> **SHORT EXERCISE**
Retype everything in the records, character for character, from the line containing "Identify the white wall" down to the final line of the records.

***** LISTED RECORDS *****

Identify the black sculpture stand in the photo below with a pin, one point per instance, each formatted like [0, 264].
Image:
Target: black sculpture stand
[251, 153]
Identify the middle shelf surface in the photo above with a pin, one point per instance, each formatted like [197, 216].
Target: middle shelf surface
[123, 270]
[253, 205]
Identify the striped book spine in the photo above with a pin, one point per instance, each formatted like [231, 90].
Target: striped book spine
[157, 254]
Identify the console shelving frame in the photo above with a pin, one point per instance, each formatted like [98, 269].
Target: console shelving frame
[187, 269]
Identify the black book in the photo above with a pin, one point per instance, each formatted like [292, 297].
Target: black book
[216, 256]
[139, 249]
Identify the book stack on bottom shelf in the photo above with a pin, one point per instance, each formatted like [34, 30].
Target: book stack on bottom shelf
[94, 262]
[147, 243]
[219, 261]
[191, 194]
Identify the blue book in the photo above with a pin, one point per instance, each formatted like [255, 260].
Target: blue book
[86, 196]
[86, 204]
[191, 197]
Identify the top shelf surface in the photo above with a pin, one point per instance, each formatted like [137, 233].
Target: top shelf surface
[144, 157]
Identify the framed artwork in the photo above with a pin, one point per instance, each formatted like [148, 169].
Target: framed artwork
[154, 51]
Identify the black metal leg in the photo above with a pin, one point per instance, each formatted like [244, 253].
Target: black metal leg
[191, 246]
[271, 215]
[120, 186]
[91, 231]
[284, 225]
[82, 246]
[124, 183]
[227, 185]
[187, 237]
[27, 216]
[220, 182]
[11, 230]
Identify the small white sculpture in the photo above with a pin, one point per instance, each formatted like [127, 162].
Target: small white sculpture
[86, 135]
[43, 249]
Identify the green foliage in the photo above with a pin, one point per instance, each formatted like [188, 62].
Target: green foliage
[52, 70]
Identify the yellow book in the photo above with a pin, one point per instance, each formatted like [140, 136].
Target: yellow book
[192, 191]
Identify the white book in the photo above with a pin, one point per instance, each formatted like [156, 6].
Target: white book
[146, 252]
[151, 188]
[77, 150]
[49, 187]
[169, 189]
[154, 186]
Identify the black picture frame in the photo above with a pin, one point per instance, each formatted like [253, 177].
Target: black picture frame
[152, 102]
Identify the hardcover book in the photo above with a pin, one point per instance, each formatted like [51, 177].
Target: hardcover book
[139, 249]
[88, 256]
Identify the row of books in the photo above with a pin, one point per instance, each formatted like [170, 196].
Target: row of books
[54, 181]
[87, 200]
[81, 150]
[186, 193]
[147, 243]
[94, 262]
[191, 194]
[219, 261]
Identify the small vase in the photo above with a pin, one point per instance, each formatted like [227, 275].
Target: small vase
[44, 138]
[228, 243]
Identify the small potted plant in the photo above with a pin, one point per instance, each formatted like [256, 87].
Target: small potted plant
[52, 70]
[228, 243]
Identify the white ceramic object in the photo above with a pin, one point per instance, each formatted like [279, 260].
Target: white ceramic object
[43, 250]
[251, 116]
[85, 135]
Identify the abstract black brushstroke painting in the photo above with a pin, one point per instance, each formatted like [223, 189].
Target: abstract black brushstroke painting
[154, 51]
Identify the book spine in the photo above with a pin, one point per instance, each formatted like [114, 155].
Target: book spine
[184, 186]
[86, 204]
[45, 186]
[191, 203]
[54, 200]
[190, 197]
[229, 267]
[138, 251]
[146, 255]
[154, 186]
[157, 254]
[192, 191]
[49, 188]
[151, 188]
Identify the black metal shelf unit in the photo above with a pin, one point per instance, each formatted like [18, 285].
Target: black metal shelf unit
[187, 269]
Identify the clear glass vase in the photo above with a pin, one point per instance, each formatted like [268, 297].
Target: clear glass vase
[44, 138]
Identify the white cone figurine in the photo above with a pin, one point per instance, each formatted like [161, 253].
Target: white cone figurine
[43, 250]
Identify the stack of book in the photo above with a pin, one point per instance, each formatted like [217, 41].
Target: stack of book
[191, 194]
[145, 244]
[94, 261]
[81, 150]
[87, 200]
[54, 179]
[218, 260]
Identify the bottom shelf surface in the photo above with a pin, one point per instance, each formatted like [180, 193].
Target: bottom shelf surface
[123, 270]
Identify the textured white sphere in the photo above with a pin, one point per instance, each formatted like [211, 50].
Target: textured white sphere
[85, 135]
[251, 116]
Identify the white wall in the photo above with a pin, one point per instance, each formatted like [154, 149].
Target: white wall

*****

> **FINISHED TASK**
Identify the white wall in the photo above with a pin, one point per instance, each formatted like [154, 149].
Target: white wall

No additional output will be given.